What you are asked to do: Can you quote the records below in full, word for word?

Records for processing:
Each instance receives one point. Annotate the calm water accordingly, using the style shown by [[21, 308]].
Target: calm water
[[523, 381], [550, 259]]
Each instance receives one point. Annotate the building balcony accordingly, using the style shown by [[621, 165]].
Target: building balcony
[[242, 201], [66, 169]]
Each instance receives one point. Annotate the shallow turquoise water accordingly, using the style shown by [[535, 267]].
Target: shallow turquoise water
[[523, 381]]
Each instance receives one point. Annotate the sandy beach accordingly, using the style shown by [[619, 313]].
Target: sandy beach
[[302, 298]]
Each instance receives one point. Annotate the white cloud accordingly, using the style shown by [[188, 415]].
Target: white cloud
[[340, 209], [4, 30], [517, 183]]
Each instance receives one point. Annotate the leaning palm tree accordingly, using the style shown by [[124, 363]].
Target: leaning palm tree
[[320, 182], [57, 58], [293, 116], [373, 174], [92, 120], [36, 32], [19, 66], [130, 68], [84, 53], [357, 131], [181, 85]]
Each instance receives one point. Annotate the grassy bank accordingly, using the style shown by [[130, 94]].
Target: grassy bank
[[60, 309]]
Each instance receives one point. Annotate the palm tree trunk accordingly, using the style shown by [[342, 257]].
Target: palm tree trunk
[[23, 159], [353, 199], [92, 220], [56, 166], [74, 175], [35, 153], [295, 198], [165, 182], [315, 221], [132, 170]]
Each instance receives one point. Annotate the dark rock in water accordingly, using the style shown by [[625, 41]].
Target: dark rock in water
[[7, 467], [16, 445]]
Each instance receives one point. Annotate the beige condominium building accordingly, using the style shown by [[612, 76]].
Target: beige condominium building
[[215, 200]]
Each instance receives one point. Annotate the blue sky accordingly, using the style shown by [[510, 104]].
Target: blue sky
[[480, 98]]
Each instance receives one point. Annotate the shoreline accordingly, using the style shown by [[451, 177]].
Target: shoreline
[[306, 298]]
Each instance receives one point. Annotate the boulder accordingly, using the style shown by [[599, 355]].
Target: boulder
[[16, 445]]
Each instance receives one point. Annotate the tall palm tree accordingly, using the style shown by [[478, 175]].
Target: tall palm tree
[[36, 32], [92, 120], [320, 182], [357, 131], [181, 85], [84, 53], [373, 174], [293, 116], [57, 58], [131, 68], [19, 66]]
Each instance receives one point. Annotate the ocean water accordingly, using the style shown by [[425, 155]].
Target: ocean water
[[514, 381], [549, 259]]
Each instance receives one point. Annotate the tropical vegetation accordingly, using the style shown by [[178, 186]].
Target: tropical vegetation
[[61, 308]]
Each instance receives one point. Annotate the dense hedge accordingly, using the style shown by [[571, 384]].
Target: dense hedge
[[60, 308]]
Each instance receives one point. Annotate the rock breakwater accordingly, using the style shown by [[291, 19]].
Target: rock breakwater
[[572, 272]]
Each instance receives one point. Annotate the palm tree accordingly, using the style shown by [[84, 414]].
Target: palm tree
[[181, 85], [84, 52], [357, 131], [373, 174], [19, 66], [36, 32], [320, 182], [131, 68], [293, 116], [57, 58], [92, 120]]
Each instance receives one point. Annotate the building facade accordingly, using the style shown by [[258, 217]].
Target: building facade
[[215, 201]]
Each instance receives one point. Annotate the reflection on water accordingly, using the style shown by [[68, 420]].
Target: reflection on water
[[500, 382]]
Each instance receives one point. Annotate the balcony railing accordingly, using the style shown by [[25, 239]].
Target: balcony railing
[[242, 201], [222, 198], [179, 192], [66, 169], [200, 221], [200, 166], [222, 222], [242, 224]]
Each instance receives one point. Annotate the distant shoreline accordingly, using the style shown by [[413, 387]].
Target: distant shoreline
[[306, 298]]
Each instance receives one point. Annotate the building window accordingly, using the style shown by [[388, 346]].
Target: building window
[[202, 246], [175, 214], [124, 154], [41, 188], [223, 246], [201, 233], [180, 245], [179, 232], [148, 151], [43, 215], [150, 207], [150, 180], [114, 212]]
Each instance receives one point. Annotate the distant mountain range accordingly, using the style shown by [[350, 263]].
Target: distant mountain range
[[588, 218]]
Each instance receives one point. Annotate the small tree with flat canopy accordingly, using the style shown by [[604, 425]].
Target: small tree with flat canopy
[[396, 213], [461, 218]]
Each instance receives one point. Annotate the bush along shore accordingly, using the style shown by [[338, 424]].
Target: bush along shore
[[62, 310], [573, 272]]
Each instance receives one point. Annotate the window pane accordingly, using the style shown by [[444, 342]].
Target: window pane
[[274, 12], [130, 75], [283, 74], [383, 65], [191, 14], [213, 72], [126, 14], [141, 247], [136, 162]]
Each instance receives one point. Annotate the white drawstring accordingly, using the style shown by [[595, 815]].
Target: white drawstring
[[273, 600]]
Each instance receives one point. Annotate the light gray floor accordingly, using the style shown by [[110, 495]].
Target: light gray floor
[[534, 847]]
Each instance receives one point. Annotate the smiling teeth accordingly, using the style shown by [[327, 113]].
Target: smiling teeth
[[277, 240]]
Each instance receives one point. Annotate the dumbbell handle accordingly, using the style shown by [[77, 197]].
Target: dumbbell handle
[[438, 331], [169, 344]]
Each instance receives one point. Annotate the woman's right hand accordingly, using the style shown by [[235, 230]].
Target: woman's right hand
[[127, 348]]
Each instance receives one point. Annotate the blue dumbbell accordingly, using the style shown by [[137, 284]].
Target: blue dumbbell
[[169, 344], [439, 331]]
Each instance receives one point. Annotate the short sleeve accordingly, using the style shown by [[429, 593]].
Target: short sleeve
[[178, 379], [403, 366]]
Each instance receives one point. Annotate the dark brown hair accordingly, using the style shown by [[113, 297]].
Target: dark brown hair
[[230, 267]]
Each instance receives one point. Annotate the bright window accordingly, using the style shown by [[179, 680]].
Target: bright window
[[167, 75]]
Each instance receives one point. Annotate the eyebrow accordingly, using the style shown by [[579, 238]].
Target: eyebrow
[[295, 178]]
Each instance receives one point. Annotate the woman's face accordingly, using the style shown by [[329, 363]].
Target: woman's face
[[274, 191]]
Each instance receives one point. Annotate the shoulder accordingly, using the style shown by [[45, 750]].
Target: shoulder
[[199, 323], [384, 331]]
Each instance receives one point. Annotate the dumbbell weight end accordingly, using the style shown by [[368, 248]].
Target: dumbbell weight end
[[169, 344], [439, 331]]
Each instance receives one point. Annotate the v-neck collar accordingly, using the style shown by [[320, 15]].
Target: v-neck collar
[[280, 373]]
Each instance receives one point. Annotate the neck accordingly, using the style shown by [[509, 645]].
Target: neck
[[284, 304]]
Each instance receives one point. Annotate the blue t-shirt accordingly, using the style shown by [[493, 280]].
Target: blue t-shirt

Result:
Each instance receives one point. Annotate the calm water accordingly, using the style shown by [[21, 308]].
Target: calm water
[[523, 381], [550, 259]]
Each instance receives one point. Annotate the building balcony accordingly, using the style shown by [[621, 165]].
Target: building balcony
[[242, 201], [66, 169]]
Each instance receives one point. Annotate the shallow turquoise water accordingly, using the style shown by [[535, 267]].
Target: shallow turquoise water
[[523, 381]]
Each instance receives one point. Annotate the sandy beach accordingly, using the style shown by [[619, 313]].
Target: sandy beach
[[302, 298]]
Each instance receives one point. Annotate the white cloud accordingly, using the style shown by [[188, 415]].
Target: white cloud
[[340, 209], [4, 30], [517, 183]]
Each instance receives one point. Annotate the leaning palm tree accordingly, using the style shown by [[124, 363]].
Target: leaning palm tree
[[320, 182], [57, 58], [293, 116], [373, 174], [92, 120], [36, 32], [19, 66], [130, 68], [84, 53], [357, 131], [181, 85]]
Each instance receives one point. Annotate the grassy bank accordingly, using the style shown by [[130, 94]].
Target: grassy bank
[[60, 309]]
Each instance receives one point. Annotate the palm tree trunk accordingly, using the style shown by [[342, 257]].
Target: palm tree trunk
[[23, 159], [353, 199], [92, 220], [56, 166], [74, 175], [35, 153], [295, 198], [165, 182], [315, 221], [132, 170]]
Each instance receives one point. Annotate the dark rock in water accordingly, using the style shown by [[625, 41]].
Target: dark rock in water
[[7, 467], [16, 445]]
Each instance receives one point. Annotate the beige condominium building accordingly, using the style shown by [[612, 76]].
Target: beige condominium building
[[215, 200]]
Each instance receives one point. Annotate the blue sky accordingly, using the style shown by [[510, 104]].
Target: blue sky
[[480, 98]]
Each instance receives one point. Annotate the shoreline accordingly, using the style shown by [[451, 177]].
Target: shoreline
[[306, 298]]
Each instance receives one point. Annotate the boulder accordingly, using the style shown by [[599, 355]].
Target: boulder
[[16, 445]]
Each instance receives one point. Annotate the tall palm tree accordingly, using the style shown by [[478, 175]].
Target: tall palm tree
[[36, 32], [92, 120], [320, 182], [357, 131], [181, 85], [84, 53], [373, 174], [293, 116], [57, 58], [131, 68], [19, 66]]
Each instance receives one point. Annotate the ocean water accordingly, using the style shown by [[425, 155]].
Target: ocean water
[[514, 381], [549, 259]]
Each instance receives one point. Annotate the tropical vegetation accordingly, using the style shown by [[178, 186]].
Target: tropical vegetation
[[61, 308]]
Each instance receives one point. Annotate the dense hedge accordingly, using the style shown by [[571, 384]].
Target: dense hedge
[[60, 308]]
Each instance receives one point. Annotate the rock breakwater accordingly, using the style shown by [[291, 19]].
Target: rock breakwater
[[572, 272]]
Each instance receives one point. Annotate the palm tree accordingly, using the style shown by [[84, 414]].
Target: palm tree
[[181, 85], [84, 52], [357, 131], [373, 174], [19, 66], [36, 32], [320, 182], [131, 68], [293, 116], [57, 58], [92, 120]]
Each instance receives one point. Annotate the building facade accordingly, using the style shown by [[258, 217]].
Target: building facade
[[215, 201]]
Each instance receives one point. Annotate the reflection on water accordingly, using the style shown by [[68, 420]].
Target: reflection on water
[[500, 382]]
Each instance receives one point. Annotate the balcony railing accordingly, using the style shown by [[25, 239]].
Target: balcony railing
[[242, 201], [222, 198], [179, 192], [66, 169], [200, 221], [200, 166], [222, 222], [242, 224]]
Each instance receives one point. Annotate the distant shoreline accordingly, using the style shown by [[413, 387]].
Target: distant shoreline
[[306, 298]]
Each instance receives one point. Annotate the building window accordingly, using the style shown by [[388, 346]].
Target: building window
[[202, 246], [175, 214], [124, 154], [41, 188], [223, 246], [201, 233], [180, 245], [179, 232], [148, 151], [43, 215], [150, 207], [150, 180], [114, 212]]
Each instance receives one point. Annotate the distant mountain range accordingly, using the style shown by [[350, 263]].
Target: distant mountain range
[[588, 218]]
Each instance receives one point. Annotate the small tree with flat canopy accordingly, using the style shown by [[604, 425]].
Target: small tree with flat canopy
[[396, 213], [461, 218]]
Each instance receives one point. Annotate the bush along shore accordingly, using the style shown by [[338, 424]].
Target: bush along shore
[[62, 310], [573, 272]]
Each instance receives one point. Annotate the window pane accordingly, using the style shown by [[444, 342]].
Target: window pane
[[274, 12], [130, 75], [283, 74], [383, 65], [191, 14], [213, 72], [126, 14], [141, 247], [136, 162]]
Each instance receives one point. Annotate the white drawstring accordingly, using the style shown by [[595, 815]].
Target: white drawstring
[[273, 600]]
Each instance receives one point. Annotate the light gray floor accordingly, using the style shown by [[110, 495]].
Target: light gray floor
[[534, 847]]
Each instance receives one point. Annotate the smiling teeth accordingly, using the style shown by [[327, 113]].
Target: smiling teeth
[[277, 240]]
Each instance receives one point. Annotate the dumbbell handle accordingly, using the style shown by [[77, 197]].
Target: dumbbell handle
[[438, 331], [169, 344]]
Each instance receives one point. Annotate the woman's right hand accordingly, using the style shown by [[235, 230]].
Target: woman's right hand
[[127, 348]]
Each instance receives one point. Annotate the blue dumbbell accordingly, using the style shown by [[137, 284]].
Target: blue dumbbell
[[169, 344], [439, 331]]
Each instance receives one point. Annotate the short sleeve accordingly, using the style shown by [[429, 593]].
Target: short sleeve
[[178, 379], [403, 366]]
Each instance receives one point. Annotate the dark brown hair accordingly, using the style shown by [[113, 297]].
Target: dark brown hair
[[230, 267]]
Each instance receives one point. Annotate the bright window accordingly, using the style shown by [[179, 680]].
Target: bright window
[[167, 75]]
Each instance receives one point. Annotate the eyebrow accordingly, using the style shown by [[579, 238]].
Target: eyebrow
[[295, 178]]
Each instance receives one point. Annotate the woman's face accordingly, using the style shown by [[329, 363]].
Target: woman's face
[[274, 191]]
Each instance receives one point. Annotate the shoulder accordingly, using the style shown by [[45, 750]].
Target: shoulder
[[199, 323], [384, 331]]
Each instance receives one point. Annotate the dumbbell weight end accordingly, using the style shown by [[368, 248]].
Target: dumbbell weight end
[[169, 344], [439, 331]]
Each instance receives one point. Annotate the v-neck collar accordingly, using the style shown by [[320, 15]].
Target: v-neck collar
[[280, 373]]
Each instance receives one point. Annotate the neck accordingly, using the style shown by [[509, 645]].
Target: neck
[[284, 304]]
Each instance receives one point. Annotate the blue t-shirt accordingly, using the style shown by [[493, 280]].
Target: blue t-shirt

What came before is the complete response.